▶ [Data for this task]:
-- -- --
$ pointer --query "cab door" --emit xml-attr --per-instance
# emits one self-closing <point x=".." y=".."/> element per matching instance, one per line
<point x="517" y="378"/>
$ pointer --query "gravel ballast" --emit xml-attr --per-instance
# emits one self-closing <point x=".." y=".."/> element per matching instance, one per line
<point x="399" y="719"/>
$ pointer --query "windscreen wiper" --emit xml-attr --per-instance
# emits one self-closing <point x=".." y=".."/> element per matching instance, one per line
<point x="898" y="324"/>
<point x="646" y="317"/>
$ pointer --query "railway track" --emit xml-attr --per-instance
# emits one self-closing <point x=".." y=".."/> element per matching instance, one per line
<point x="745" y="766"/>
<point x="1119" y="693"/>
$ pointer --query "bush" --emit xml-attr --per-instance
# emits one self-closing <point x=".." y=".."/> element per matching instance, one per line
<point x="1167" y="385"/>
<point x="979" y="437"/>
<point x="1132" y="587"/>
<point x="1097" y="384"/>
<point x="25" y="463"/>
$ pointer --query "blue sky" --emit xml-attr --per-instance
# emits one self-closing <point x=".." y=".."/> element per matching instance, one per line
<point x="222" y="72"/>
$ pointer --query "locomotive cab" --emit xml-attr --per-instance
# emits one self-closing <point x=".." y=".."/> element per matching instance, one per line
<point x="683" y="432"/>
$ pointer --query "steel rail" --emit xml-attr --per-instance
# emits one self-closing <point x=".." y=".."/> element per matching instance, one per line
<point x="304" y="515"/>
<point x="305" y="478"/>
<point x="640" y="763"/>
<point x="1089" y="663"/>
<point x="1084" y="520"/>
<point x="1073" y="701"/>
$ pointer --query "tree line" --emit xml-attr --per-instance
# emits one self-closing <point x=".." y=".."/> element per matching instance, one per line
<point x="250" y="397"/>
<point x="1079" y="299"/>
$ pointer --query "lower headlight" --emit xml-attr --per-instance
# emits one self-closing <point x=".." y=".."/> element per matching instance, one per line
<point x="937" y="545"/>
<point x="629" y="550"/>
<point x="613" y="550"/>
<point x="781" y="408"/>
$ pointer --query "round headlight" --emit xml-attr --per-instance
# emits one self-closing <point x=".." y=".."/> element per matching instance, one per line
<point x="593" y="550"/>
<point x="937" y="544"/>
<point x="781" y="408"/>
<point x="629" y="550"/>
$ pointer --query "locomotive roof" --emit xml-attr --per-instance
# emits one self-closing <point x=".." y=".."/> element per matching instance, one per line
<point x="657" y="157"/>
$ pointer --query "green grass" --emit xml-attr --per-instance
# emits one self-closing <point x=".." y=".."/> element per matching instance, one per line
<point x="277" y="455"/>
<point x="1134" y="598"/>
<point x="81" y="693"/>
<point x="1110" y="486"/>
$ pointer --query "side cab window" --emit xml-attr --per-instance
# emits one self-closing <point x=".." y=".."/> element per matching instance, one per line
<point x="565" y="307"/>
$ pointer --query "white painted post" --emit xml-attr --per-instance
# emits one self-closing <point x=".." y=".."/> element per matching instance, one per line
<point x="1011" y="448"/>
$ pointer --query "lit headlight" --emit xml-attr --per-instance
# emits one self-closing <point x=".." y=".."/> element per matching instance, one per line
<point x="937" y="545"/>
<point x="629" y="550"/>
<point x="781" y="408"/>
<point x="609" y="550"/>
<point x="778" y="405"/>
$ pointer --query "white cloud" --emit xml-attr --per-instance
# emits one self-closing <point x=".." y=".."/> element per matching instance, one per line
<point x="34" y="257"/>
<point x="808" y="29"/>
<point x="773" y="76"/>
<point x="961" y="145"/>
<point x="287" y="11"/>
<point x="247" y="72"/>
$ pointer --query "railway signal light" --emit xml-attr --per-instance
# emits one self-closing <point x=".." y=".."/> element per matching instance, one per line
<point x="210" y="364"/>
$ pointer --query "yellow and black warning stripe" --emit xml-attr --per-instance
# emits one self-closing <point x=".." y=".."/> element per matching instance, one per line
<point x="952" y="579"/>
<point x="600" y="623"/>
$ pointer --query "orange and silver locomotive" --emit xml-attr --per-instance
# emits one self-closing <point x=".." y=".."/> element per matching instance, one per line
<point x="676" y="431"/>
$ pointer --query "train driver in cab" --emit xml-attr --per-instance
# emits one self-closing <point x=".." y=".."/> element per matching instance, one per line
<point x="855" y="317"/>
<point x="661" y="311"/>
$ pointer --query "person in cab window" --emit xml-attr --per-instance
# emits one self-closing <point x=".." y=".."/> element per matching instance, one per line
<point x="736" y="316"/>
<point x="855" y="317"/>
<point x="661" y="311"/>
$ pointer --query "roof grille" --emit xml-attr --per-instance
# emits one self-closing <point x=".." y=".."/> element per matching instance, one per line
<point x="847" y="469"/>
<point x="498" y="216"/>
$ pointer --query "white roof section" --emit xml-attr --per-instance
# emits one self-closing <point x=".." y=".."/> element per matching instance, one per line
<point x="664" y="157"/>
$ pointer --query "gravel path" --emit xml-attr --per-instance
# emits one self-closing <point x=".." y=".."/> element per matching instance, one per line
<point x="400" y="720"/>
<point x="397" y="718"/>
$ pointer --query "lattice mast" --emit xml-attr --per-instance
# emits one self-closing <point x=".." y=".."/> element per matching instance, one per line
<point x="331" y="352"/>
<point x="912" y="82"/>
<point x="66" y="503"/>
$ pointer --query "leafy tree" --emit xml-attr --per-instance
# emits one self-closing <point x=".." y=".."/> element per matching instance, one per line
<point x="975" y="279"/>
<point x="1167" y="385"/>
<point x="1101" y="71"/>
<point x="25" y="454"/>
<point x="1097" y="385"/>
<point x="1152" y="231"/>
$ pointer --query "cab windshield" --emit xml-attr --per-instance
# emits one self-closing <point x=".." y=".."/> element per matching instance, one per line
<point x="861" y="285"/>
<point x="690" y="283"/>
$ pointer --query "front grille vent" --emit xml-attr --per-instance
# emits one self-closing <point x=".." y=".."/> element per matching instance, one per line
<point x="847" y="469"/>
-- -- --
▶ [Work instructions]: Tally, in the data above, the lines where the word "white" occurs, and give the figure alone.

▶ [Problem solution]: 3